From the line containing "Where can the green" through the last line of the entries below, repeat each line word for word and leave out the rest.

DATASET ENTRIES:
* * * * * * *
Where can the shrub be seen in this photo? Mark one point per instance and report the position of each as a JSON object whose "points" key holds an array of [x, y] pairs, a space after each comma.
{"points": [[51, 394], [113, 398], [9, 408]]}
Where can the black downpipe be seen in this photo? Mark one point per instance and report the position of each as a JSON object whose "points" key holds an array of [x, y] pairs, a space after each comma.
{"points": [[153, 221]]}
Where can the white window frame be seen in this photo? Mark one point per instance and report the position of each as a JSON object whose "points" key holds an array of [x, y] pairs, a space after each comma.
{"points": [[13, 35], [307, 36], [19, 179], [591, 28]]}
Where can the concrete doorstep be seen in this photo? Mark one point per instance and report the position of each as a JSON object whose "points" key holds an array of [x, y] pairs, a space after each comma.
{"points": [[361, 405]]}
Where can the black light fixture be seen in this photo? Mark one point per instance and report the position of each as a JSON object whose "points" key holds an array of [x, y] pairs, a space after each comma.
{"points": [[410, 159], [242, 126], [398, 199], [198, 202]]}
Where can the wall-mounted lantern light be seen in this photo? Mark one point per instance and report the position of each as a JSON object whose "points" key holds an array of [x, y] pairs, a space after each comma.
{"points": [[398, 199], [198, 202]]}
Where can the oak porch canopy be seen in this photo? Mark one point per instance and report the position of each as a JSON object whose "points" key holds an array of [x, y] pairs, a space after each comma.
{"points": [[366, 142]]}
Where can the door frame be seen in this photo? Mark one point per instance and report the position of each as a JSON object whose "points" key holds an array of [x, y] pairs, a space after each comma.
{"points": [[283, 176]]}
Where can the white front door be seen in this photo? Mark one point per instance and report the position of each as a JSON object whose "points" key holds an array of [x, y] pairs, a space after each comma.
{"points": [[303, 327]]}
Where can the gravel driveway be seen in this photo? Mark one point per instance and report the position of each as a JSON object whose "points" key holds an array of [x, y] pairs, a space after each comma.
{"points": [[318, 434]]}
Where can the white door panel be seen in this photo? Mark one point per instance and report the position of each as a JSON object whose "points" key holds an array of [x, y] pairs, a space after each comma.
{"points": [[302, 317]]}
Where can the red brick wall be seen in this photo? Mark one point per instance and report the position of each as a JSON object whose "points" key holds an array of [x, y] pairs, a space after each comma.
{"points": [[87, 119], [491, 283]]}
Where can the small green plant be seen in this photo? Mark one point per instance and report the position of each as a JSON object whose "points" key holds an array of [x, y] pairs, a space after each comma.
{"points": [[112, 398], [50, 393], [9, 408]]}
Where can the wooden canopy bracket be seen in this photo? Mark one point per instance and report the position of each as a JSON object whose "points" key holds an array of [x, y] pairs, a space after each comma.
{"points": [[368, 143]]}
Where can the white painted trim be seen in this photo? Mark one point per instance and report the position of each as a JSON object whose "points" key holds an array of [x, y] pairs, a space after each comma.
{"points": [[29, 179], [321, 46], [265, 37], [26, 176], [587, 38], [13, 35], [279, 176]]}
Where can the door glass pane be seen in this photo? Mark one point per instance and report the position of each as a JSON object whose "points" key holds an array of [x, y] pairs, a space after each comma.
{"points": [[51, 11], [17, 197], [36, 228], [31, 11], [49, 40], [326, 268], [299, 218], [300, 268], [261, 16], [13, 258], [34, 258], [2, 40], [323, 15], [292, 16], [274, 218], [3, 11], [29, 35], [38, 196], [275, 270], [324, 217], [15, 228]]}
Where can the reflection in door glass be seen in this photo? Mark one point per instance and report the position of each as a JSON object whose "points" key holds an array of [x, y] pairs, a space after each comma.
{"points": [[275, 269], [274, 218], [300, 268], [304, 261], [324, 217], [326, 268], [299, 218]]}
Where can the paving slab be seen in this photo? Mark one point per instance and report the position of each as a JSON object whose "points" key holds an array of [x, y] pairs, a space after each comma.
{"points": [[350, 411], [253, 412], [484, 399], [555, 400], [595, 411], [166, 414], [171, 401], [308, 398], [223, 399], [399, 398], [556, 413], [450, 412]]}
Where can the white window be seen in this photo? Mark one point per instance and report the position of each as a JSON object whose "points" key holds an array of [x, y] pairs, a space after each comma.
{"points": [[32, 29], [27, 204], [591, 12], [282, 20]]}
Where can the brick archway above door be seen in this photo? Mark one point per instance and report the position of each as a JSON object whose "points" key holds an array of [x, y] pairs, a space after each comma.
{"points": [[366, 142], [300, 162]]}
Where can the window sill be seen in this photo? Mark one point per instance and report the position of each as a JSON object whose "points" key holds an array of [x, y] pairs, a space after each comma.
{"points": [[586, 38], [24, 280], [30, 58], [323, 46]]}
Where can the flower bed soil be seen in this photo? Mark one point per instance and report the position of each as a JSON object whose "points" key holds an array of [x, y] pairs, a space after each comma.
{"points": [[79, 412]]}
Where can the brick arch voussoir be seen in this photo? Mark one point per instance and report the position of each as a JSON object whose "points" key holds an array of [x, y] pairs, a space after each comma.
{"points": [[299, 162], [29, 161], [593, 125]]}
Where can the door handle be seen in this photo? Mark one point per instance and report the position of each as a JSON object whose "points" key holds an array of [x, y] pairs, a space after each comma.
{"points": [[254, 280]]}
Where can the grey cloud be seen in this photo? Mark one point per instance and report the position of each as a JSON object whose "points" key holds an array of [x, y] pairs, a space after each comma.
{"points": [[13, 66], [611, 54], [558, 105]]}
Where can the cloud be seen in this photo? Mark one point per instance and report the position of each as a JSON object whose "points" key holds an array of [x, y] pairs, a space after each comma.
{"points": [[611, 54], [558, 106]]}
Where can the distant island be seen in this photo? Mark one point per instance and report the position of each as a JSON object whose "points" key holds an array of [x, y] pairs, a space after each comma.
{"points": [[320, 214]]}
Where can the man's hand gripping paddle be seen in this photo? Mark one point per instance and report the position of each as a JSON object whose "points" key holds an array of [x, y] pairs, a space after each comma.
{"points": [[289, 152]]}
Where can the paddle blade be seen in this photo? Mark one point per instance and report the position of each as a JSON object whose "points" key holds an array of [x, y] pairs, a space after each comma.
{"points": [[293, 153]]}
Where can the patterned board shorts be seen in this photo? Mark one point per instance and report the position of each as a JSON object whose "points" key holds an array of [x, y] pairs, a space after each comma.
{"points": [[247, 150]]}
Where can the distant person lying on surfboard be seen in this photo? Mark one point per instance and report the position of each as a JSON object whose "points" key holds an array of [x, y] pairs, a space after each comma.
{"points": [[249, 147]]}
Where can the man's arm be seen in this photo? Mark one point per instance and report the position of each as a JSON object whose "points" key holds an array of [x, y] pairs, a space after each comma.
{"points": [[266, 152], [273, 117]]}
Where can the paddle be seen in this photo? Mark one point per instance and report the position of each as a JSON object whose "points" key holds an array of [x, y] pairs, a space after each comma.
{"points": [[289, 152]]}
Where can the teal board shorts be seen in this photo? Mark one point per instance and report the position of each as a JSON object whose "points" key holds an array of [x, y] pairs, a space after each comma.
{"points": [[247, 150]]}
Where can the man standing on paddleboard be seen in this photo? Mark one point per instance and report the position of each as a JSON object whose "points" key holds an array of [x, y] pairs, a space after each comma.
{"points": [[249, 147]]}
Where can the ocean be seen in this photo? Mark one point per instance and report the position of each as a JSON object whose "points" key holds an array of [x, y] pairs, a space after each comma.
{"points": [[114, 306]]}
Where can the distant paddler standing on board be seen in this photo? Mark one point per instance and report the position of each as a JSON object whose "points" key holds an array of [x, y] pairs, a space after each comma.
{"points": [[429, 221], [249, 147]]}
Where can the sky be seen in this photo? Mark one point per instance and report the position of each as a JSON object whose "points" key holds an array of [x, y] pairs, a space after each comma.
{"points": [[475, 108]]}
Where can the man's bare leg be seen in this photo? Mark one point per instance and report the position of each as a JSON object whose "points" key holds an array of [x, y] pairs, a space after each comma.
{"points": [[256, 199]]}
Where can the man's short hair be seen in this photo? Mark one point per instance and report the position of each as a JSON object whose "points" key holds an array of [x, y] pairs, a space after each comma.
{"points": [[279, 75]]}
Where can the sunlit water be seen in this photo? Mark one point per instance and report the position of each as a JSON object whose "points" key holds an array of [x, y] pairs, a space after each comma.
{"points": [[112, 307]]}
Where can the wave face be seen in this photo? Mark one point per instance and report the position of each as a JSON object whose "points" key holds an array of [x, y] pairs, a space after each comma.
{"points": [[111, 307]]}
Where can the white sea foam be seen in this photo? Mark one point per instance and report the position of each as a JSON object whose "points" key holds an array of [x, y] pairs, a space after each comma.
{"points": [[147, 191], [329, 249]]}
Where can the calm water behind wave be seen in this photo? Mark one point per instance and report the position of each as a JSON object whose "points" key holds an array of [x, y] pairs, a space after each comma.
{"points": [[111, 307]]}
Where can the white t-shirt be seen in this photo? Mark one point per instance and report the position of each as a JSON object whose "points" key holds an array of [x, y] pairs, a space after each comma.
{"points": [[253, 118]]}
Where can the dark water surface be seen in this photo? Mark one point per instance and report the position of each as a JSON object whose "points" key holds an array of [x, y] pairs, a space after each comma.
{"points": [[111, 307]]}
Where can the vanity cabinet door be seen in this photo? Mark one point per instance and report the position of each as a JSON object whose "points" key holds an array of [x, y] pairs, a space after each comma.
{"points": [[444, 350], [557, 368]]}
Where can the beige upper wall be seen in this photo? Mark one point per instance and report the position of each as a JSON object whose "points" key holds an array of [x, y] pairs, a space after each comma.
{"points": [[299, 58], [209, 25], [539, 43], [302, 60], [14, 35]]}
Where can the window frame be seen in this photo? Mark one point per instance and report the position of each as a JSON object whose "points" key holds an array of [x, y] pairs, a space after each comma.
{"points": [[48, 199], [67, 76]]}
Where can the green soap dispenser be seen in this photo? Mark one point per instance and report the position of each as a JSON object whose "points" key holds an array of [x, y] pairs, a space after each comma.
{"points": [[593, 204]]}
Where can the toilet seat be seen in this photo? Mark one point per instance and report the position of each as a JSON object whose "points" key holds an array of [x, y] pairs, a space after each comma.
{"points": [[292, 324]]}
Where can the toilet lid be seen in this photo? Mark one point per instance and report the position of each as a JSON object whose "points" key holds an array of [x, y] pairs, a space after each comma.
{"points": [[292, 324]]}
* * * * * * *
FINAL RESULT:
Where can the green soap dispenser be seen in this photo? Mark one point per instance and report the position of each as a JSON object whose "points" key holds an array of [x, y] pairs, a space after each comma.
{"points": [[593, 204]]}
Where can the toilet seat be seen in this photo? Mark one point per instance and report the position of each as a JSON object whose "points" key holds an array of [x, y] pairs, a space after each comma.
{"points": [[292, 324]]}
Where can the toilet lid be seen in this photo? Mark one point per instance and report the position of each as a JSON object whose "points" key holds an array of [x, y] pairs, a space after each comma.
{"points": [[292, 324]]}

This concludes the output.